** begin Exercise inputs **

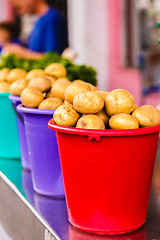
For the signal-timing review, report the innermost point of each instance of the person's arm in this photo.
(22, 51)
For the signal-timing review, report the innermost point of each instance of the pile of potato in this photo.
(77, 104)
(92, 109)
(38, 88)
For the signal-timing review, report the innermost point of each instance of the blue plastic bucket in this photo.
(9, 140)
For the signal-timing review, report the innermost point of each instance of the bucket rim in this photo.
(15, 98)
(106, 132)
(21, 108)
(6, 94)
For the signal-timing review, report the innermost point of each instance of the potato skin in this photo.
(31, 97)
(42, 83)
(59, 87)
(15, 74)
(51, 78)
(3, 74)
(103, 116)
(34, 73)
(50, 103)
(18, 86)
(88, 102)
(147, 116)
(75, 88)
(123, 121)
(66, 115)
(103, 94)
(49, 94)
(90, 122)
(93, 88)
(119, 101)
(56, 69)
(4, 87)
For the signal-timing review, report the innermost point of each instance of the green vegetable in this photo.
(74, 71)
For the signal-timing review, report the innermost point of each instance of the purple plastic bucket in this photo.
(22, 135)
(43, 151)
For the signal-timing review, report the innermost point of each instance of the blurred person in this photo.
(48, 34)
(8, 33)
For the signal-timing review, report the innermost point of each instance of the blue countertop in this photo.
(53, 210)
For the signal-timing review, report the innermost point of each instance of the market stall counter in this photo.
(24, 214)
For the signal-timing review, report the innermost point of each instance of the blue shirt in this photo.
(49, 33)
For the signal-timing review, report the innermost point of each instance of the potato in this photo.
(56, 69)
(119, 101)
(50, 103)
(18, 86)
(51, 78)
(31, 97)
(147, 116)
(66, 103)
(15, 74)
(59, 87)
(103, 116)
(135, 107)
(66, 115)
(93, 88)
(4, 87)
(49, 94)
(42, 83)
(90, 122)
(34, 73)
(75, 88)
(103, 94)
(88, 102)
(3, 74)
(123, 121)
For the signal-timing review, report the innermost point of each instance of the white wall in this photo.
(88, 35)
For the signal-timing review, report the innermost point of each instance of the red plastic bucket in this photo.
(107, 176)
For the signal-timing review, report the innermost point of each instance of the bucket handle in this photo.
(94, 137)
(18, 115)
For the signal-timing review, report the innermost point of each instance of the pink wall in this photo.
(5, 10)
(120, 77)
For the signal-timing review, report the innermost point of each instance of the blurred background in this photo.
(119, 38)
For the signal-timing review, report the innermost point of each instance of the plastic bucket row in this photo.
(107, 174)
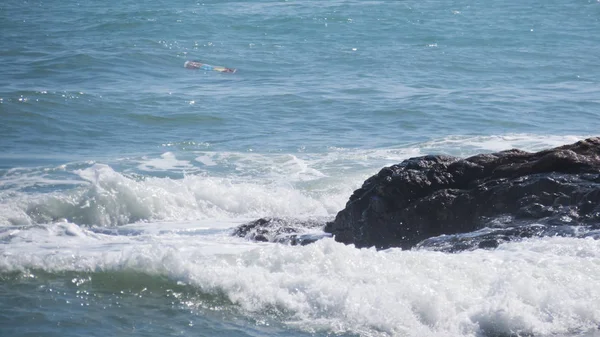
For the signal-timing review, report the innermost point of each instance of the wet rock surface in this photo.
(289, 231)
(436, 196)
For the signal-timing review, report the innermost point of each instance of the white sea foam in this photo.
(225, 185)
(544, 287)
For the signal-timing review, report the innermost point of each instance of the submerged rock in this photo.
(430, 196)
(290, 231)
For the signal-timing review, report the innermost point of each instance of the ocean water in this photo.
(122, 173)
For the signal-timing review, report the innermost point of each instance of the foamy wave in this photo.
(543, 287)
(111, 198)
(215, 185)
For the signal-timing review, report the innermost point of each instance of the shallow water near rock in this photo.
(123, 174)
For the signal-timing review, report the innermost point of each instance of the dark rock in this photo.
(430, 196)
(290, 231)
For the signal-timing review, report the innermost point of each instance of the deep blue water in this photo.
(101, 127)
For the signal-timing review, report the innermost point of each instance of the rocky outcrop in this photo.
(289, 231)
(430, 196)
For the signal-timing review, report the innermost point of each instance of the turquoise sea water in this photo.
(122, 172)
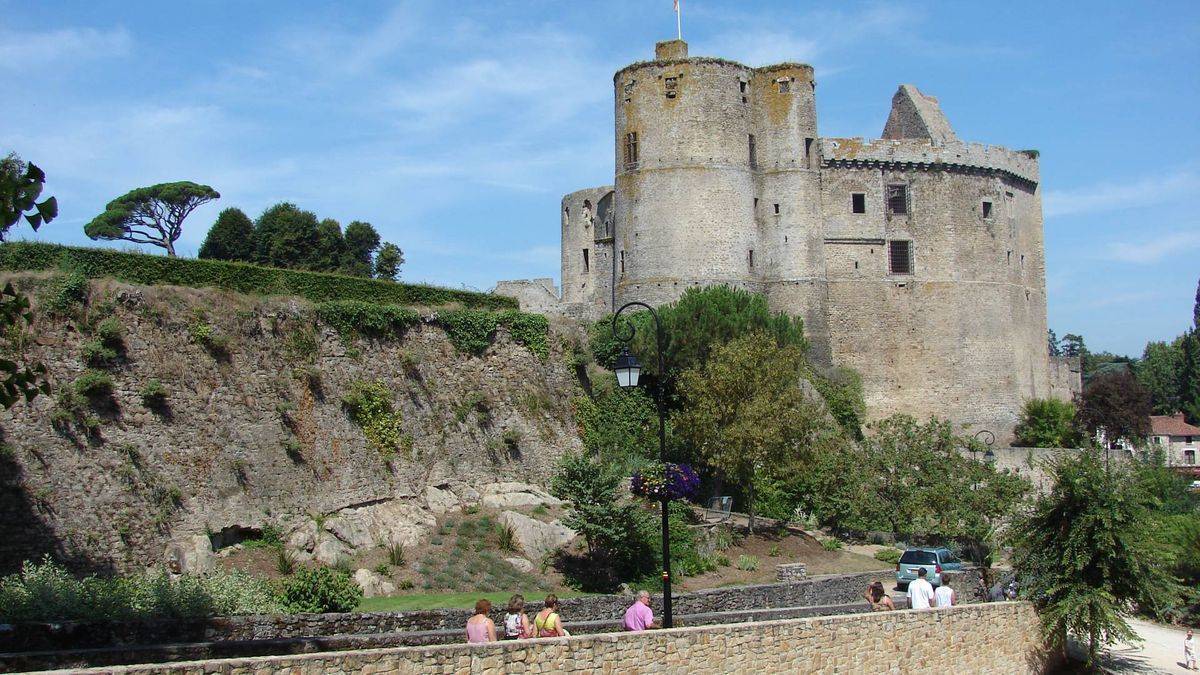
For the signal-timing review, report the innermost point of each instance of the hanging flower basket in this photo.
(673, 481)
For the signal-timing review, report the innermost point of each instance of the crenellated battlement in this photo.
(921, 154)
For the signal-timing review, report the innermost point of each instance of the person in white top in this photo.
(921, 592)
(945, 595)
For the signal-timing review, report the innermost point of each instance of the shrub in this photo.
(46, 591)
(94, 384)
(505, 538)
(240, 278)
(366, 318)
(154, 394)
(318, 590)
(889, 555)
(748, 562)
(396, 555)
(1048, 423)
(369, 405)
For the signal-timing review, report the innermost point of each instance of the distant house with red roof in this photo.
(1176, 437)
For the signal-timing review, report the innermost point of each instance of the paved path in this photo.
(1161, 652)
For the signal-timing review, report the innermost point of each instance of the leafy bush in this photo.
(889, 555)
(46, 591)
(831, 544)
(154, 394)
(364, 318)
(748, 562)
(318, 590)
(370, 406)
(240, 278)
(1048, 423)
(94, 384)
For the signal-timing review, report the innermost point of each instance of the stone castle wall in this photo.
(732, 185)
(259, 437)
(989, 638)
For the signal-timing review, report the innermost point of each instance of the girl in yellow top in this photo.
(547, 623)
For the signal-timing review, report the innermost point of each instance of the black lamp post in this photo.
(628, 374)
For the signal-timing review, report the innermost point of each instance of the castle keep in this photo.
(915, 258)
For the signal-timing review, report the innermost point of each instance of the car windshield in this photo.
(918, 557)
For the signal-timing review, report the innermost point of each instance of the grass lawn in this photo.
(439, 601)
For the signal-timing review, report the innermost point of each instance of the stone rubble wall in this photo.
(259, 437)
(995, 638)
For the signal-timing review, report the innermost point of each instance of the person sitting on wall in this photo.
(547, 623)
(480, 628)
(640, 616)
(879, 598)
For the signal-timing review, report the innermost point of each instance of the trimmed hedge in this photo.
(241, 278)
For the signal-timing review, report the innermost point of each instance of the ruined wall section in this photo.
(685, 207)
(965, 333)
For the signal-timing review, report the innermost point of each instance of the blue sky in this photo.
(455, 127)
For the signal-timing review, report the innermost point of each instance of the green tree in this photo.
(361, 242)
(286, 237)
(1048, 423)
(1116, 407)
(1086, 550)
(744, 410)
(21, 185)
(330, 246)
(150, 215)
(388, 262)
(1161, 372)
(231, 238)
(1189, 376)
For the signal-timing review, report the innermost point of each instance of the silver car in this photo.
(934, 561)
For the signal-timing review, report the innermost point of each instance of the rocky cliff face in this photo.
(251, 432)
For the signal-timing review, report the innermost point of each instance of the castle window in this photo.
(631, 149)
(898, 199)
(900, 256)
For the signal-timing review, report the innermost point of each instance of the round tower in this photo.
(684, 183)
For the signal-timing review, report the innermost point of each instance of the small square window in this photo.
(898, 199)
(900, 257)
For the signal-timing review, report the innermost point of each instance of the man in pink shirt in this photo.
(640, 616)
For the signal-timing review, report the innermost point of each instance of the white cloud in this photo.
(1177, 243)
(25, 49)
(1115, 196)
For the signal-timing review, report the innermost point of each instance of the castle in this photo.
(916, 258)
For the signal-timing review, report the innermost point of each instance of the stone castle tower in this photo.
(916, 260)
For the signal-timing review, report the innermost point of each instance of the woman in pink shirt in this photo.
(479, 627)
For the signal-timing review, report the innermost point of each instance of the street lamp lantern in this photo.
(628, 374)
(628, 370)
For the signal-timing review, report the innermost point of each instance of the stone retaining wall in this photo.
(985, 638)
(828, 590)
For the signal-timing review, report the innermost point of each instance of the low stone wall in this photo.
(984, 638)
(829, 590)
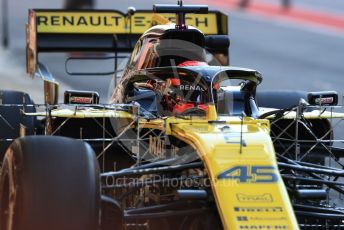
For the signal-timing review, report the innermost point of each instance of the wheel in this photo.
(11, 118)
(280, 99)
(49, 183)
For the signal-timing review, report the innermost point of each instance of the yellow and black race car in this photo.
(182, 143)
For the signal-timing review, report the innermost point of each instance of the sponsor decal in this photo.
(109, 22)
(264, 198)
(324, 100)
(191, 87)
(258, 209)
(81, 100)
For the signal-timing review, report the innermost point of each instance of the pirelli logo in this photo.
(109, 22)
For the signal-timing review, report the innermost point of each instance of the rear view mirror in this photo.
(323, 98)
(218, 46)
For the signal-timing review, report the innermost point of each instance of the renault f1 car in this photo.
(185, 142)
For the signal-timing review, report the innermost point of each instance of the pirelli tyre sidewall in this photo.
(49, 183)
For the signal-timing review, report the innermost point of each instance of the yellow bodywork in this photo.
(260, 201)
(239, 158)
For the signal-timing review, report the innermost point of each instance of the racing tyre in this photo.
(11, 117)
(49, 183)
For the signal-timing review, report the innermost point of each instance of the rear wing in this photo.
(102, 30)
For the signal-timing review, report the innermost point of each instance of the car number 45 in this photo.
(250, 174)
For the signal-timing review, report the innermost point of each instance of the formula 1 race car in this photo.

** end Exercise inputs **

- Goal -
Quote exactly, and nothing besides, the lines from the one with "woman in pink shirt in this photo." through the end of the records above; include both ends and omit the pictures.

- Response for this exercise -
For the signal-timing review, report the innermost point of each instance of the woman in pink shirt in this photo.
(479, 627)
For the signal-timing review, report the innermost point of each instance of the street lamp lantern in this photo.
(628, 374)
(628, 370)
For the signal-timing review, report the innermost point of each instance of the stone retaining wall in this photo.
(985, 638)
(828, 590)
For the signal-timing review, report the innermost point of each instance of the low stone wall in this photo.
(984, 638)
(829, 590)
For the signal-timing review, report the innermost point of each instance of the wheel in this photo.
(11, 118)
(280, 99)
(49, 183)
For the signal-timing review, report the innermost point of each instance of the yellow and black race car in this photo.
(182, 143)
For the signal-timing review, report the innermost point of each instance of the sponsor decal in this photo.
(109, 22)
(264, 198)
(324, 100)
(191, 87)
(258, 209)
(81, 100)
For the signal-timing review, report the innermost point of each instance of the pirelli logo in this photo.
(109, 22)
For the signal-timing review, report the innermost point of each instance of the rear view mirror in this photo.
(323, 98)
(218, 46)
For the signal-timing review, report the innermost point of each instance of the renault f1 car in this photo.
(185, 142)
For the signal-timing review, report the innermost point of each instance of the pirelli tyre sidewall in this photo.
(49, 183)
For the signal-timing review, report the innermost point of each instance of the yellow bodywork in this photo.
(260, 201)
(239, 158)
For the signal-timing review, report the innermost point of each instance of the racing tyre in this photo.
(11, 117)
(49, 183)
For the signal-timing review, report the innermost point of each instance of the rear wing in this photo.
(102, 30)
For the signal-timing review, report the innermost point of each instance of the car number 45 in this photo.
(250, 174)
For the signal-timing review, report the innermost point of each instance of the formula 1 race car in this photo.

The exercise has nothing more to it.